*PROVIDED ENTRIES:*
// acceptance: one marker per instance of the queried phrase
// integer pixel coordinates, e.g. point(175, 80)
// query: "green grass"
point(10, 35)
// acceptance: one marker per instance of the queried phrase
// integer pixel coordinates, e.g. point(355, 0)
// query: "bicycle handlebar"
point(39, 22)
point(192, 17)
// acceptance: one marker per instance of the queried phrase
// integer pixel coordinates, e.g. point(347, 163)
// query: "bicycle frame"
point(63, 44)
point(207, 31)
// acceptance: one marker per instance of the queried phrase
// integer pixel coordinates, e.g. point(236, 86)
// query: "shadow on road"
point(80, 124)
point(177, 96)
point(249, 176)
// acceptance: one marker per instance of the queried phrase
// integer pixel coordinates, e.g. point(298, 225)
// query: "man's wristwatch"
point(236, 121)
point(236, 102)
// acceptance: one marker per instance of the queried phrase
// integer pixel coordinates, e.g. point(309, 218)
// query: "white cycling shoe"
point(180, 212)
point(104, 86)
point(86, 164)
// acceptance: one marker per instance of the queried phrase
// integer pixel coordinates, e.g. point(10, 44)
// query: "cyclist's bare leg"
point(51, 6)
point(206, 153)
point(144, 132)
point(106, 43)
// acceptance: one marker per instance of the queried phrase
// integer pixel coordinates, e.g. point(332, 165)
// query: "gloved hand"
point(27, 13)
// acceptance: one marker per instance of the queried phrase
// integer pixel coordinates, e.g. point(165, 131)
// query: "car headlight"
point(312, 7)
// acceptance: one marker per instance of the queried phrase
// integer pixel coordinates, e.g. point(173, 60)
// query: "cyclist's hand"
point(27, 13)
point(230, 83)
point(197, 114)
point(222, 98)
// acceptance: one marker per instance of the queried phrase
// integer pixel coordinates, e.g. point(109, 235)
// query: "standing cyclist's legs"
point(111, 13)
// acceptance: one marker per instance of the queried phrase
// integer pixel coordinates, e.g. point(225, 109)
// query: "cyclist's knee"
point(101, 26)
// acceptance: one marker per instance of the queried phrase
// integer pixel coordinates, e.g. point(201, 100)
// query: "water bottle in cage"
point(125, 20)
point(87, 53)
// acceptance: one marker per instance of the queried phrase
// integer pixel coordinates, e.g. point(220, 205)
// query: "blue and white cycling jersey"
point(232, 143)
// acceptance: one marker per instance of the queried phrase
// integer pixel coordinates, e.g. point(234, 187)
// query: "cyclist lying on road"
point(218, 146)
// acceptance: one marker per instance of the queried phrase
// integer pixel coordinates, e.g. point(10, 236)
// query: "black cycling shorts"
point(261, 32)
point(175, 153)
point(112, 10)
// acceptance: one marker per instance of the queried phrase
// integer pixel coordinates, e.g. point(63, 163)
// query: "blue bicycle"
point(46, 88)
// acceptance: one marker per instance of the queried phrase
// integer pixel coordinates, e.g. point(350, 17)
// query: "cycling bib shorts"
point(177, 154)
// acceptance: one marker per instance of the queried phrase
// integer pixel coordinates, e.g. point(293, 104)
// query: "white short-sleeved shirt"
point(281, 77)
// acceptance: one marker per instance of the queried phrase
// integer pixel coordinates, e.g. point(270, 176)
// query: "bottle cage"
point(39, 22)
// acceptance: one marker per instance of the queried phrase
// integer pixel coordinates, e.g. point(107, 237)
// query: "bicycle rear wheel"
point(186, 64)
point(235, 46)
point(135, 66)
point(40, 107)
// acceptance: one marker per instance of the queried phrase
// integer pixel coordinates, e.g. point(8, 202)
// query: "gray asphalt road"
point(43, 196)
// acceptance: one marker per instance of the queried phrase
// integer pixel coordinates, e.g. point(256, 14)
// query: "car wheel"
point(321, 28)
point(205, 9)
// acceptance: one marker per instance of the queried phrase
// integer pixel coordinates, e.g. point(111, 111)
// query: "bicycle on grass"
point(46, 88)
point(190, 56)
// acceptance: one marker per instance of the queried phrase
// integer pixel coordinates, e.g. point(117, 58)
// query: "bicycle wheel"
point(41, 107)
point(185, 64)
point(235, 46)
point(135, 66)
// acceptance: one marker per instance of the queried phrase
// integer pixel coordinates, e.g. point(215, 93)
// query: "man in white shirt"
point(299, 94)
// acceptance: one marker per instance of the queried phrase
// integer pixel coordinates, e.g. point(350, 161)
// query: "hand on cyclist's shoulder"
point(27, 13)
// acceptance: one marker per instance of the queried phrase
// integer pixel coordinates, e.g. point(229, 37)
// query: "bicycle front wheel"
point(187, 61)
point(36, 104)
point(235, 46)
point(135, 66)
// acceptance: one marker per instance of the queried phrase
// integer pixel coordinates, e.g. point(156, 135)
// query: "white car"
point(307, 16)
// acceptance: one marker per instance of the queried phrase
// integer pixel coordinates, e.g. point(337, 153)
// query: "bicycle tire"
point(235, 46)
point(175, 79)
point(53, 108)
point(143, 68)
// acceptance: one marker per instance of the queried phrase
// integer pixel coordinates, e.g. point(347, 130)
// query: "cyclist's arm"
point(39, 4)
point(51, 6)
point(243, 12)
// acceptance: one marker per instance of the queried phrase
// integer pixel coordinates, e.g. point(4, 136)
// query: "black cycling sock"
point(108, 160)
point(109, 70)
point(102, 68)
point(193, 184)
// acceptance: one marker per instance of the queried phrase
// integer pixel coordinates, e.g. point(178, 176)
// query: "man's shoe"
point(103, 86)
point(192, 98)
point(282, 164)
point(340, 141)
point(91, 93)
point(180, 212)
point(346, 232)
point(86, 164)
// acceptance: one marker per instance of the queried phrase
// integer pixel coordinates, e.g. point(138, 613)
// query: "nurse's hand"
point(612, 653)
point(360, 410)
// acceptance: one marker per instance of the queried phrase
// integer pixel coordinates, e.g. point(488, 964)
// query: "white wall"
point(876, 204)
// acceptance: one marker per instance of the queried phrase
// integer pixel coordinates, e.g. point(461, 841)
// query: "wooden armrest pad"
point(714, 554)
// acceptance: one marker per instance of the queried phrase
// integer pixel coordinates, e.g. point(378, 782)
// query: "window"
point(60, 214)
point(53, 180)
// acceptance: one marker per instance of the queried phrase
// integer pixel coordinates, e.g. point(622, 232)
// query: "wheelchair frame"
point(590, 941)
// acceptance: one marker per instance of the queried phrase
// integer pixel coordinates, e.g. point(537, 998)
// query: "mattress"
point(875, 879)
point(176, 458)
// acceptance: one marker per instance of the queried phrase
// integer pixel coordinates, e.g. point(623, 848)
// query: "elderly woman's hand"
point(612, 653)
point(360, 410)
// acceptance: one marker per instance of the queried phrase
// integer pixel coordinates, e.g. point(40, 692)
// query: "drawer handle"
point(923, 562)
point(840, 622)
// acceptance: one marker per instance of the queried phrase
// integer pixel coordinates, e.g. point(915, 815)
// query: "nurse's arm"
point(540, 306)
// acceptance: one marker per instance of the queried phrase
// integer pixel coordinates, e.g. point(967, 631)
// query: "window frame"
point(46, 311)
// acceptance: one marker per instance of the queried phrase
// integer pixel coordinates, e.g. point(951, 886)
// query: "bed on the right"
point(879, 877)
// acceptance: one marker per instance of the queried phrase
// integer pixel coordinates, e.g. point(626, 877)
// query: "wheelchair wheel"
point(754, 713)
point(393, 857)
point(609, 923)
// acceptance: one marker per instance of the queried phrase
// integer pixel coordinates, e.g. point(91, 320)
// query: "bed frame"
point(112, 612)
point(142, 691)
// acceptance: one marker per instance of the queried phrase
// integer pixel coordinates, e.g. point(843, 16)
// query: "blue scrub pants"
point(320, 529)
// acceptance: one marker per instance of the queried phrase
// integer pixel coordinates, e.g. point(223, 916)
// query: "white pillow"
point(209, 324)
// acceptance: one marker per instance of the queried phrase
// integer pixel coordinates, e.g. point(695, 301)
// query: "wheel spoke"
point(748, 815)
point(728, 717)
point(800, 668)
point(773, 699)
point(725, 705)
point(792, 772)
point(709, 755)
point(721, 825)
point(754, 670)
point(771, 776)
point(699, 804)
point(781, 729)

*TO BE DONE:* Locate every line in the records that contains the word "shoe" and copy each of those lines out in full.

*SOLUTION TO THE PROBLEM:*
// query: "white cycling shoe"
// query: "man's shoe"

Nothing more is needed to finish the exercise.